- _Stated exercise_
Answer these questions from the text about the clerk and the robbers:
1. According to the copyright notice, which kinds of use tip the balance in favor of fair use?
2. Which three things, when in place, let you overcome danger?
3. Under the "Boarding House Rules," what does everyone get before anyone gets seconds?

- _Text block_
##############################
Copyright Disclaimer. Under Section 107 of the Copyright Act 1976, allowance is made for “fair use” for purposes such as criticism, comment, news reporting, teaching, scholarship, and research. Fair use is a use permitted by copyright statute that might otherwise be infringing. Non-profit, educational or personal use tips the balance in favor of fair use.

Clerk Takes the Fight to Robbers with Bats

This clerk wasn’t having it against these robbers, and his attitude is exemplary! If you have Attitude, Skills, and Plan in place, you can overcome when danger comes your way.

 

If you value what we do at ASP, would you consider becoming an ASP Patron Member to support the work it takes to make the narrated videos like this clerk who takes the fight to these robbers? https://get-asp.com/patron gives the details and benefits.

 

Find a good instructor in your area and get some training: https://get-asp.com/directory

 

 

There are multiple news stories on this one. https://get-asp.com/apoa and https://get-asp.com/y80u are the basics; https://get-asp.com/1zoj gives more on the car used.

 

What does this video teach us about defending ourselves against robbers?

 

  1. We must never settle for being able to protect ourselves against a lone attacker because of how common multiple attacker engagements are. Rats travel in packs, so we must always be prepared to face multiple attackers!

 

  1. One of the challenges that is more and more common with multiple attackers is the concept of a “trailing accomplice.” What we see fairly often is a point man/gun man who launches the attack, and a trailing accomplice who observes from a distance and comes in when it’s time to secure what they’re after or after they identify any resistance. Just because you don’t see multiple attackers at the beginning of an encounter doesn’t mean they’re not there, so if you’re in a defensive encounter expect there to be multiple attackers.

 

  1. Against multiple attackers every self-defender must know and train and practice that it’s death to focus on one too much. When every attacker is an equal threat, we practice the “Boarding House Rules” that everyone gets firsts before anyone gets seconds. If possible, stack the attackers one behind the other rather than getting between them, because if you get between them then one will have your back. It’s better if possible to work to the outside of the group and keep one between you and the others. When they’re not equal threats (like a gun man/grab man combination), the key is to be able to address the bigger threat until it’s no longer the bigger threat and then transition to whatever the biggest threat is.
##############################
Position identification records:
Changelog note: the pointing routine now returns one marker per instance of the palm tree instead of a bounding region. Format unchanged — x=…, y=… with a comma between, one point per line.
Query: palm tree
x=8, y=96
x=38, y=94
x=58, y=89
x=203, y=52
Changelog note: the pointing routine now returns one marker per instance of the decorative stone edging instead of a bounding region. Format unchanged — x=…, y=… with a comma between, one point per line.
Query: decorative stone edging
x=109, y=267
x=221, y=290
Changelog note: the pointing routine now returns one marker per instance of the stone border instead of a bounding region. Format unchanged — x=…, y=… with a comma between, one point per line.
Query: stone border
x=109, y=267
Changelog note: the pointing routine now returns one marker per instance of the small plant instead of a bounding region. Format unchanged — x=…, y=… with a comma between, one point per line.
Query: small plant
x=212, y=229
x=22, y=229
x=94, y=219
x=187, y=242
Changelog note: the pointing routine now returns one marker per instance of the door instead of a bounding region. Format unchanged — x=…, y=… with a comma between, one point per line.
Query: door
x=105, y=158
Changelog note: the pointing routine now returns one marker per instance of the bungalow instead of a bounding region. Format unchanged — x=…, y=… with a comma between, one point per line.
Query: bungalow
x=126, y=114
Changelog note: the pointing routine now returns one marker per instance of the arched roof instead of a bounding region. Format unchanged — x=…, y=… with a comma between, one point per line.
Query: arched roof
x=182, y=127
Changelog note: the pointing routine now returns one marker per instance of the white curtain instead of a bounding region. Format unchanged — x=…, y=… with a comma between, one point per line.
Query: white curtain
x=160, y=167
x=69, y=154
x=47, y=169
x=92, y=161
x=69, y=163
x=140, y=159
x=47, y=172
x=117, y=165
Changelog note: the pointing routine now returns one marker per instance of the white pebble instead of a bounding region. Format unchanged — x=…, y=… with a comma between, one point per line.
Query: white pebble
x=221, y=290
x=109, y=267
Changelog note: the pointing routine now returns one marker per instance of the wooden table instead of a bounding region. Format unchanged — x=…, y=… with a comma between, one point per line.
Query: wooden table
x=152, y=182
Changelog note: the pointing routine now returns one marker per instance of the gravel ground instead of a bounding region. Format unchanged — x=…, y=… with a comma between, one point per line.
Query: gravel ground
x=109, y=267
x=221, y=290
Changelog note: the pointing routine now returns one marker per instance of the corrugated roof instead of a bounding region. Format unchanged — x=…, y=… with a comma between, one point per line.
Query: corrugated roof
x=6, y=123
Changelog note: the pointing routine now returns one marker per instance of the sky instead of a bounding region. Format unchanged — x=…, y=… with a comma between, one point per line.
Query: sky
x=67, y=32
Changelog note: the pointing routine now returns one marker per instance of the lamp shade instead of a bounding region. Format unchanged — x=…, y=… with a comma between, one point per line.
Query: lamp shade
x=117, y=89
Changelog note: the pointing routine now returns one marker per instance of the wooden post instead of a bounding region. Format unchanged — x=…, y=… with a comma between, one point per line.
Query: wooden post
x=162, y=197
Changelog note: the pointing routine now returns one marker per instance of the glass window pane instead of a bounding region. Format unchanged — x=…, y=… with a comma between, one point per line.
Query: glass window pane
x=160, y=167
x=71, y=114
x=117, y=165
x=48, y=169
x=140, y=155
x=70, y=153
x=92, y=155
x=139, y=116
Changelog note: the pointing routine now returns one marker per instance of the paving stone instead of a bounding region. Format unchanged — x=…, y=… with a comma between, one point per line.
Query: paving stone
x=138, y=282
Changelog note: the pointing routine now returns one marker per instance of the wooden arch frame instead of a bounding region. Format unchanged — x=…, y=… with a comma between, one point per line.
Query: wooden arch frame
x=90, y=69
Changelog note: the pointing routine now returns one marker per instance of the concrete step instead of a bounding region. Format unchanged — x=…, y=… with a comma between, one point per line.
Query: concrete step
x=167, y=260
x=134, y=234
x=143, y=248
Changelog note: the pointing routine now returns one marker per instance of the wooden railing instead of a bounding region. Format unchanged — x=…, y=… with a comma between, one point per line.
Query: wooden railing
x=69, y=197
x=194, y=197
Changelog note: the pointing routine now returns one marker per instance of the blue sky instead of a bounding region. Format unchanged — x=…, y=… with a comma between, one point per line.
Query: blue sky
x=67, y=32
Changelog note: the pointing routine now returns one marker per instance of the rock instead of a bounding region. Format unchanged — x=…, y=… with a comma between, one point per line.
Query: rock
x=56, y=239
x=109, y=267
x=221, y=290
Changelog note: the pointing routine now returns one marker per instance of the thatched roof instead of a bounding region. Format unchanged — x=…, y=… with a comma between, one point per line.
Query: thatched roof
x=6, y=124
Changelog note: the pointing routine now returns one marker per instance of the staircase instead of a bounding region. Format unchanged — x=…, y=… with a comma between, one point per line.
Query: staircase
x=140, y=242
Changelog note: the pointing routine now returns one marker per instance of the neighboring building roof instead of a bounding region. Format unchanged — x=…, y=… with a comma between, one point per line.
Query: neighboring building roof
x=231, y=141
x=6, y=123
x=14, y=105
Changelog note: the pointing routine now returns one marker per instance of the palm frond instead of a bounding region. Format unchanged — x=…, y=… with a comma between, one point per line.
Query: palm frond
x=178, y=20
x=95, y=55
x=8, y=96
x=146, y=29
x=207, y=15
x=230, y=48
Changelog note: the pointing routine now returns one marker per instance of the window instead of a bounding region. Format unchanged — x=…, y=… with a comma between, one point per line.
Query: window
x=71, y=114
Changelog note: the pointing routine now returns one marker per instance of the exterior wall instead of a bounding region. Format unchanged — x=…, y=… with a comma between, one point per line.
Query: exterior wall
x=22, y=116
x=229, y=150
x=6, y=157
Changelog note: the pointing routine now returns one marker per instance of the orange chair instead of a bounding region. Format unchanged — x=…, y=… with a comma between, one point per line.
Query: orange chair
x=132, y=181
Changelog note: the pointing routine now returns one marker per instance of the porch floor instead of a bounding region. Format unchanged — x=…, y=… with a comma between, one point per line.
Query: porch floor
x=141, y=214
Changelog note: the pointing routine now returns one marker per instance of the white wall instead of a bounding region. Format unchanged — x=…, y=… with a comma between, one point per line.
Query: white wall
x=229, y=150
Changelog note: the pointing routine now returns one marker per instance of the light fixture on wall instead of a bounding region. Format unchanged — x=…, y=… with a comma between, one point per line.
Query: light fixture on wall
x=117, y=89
##############################
- _Response to the exercise_
1. Non-profit, educational or personal use.
2. Attitude, Skills, and Plan.
3. Firsts.